- Provided passage:
=== Begin Enclosure ===

Auto-Scaling Examples

Auto-Scaling is a two stage process, and here is the rub.  The AWS Management Console does not do Auto-Scaling so it has to be done through AWS APIs.

  1. Set up the Launch Configuration and assign it to a group of instances you want to control.  If there is no user_data file that argument can be left out.  The block-device-mapping argument can be found in the details for the ami_id.
    • # as-create-launch-config <auto_scaling_launch_config_name> –region <region_name> –image-id <AMI_ID> –instance-type <type> –key <SSH_key_pair_name> –group <VPC_security_group_ID> –monitoring-enabled –user-data-file=<path_and_name_for_user_data_file> –block-device-mapping “<device_name>=<snap_id>:100:true:standard”

=== End Enclosure ===

- Exercise data:
=== Begin Enclosure ===

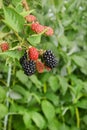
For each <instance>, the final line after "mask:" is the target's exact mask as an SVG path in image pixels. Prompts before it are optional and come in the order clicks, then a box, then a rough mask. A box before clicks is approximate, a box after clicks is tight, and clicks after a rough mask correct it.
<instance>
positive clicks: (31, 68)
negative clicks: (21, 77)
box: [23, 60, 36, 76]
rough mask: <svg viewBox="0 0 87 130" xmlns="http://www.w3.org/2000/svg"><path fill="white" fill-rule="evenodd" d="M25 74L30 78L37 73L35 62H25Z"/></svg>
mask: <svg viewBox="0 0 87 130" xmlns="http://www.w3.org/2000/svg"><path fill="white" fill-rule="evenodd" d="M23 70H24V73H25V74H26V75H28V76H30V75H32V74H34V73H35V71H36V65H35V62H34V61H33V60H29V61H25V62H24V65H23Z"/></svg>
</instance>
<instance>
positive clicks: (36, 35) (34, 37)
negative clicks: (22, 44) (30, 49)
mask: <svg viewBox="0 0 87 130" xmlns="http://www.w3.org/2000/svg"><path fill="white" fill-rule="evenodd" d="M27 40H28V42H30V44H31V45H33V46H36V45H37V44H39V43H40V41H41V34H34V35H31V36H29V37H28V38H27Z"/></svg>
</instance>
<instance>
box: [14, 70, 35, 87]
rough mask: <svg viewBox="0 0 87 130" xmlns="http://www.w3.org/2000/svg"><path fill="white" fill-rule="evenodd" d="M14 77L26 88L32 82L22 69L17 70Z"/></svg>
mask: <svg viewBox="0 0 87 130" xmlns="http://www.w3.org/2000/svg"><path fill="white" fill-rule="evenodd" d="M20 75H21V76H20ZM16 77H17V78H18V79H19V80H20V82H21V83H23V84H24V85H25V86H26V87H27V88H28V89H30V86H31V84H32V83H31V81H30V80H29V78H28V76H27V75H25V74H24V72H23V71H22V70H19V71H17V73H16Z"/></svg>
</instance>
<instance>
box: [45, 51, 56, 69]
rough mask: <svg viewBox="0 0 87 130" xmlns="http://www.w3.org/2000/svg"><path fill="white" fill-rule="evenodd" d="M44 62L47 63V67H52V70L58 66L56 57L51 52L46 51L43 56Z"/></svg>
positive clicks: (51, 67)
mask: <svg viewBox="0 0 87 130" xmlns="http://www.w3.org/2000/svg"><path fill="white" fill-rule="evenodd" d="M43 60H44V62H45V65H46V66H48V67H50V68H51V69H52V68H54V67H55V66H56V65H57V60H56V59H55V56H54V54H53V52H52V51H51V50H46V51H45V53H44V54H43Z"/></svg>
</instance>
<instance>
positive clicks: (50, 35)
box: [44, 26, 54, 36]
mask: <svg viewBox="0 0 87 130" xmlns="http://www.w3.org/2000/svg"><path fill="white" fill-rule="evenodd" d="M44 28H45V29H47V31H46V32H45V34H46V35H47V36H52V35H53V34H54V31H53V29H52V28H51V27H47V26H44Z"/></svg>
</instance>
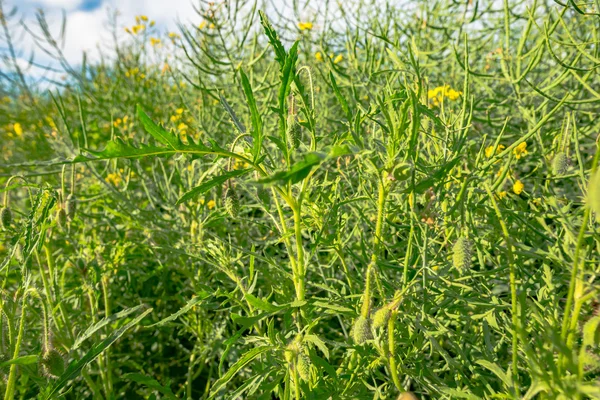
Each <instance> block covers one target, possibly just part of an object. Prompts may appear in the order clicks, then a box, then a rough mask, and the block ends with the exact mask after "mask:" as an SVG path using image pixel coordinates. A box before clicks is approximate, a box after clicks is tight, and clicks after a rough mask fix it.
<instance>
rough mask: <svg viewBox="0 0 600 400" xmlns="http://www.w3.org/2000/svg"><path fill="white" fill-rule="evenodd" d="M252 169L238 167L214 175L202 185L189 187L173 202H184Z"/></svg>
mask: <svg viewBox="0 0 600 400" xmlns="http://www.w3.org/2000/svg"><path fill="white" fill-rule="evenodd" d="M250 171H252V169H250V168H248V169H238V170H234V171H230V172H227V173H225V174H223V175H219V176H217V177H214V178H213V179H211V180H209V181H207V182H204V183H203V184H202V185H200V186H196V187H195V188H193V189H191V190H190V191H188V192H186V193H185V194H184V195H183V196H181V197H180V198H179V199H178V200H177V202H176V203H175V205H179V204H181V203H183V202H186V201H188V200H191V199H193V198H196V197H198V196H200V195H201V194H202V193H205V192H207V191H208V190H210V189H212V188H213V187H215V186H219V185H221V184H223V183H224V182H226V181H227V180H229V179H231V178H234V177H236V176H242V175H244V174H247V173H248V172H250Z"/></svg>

=== End Enclosure ===

- Your instructions: Reproduce the auto-scaling passage word for word, beginning with the words "1. Set up the" and stopping after "for the ami_id.".

- Written answer:
1. Set up the Launch Configuration and assign it to a group of instances you want to control.  If there is no user_data file that argument can be left out.  The block-device-mapping argument can be found in the details for the ami_id.